> [TASK DIRECTIONS] Extract each line from the rows below that contains the string "fence". The match is case-sensitive.

> [Excerpts of location labeling data]
◇ ◇ ◇ ◇ ◇ ◇ ◇
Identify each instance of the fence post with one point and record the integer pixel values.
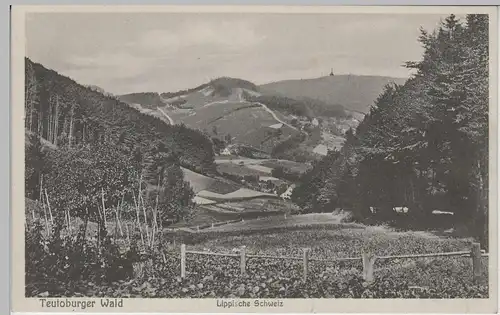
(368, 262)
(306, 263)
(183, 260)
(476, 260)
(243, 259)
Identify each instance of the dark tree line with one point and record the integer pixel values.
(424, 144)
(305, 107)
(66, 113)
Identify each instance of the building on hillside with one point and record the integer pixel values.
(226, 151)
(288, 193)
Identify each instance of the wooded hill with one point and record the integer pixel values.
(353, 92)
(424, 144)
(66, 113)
◇ ◇ ◇ ◇ ◇ ◇ ◇
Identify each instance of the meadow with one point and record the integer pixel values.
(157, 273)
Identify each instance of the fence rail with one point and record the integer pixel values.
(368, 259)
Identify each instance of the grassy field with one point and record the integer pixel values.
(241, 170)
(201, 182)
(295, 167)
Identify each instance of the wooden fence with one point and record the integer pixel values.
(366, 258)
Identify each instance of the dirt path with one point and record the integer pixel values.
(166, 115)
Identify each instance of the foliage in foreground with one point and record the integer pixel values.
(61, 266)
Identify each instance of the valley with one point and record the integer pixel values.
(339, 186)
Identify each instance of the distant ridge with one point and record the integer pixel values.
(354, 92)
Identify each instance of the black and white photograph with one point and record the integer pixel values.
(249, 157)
◇ ◇ ◇ ◇ ◇ ◇ ◇
> [TASK SOLUTION]
Identify each instance of the fence post with one point and record the integer pixel values.
Identify each instance of the fence rail with one point and record the integer pixel values.
Identify each instance of the wooden fence with one point and record the integer pixel values.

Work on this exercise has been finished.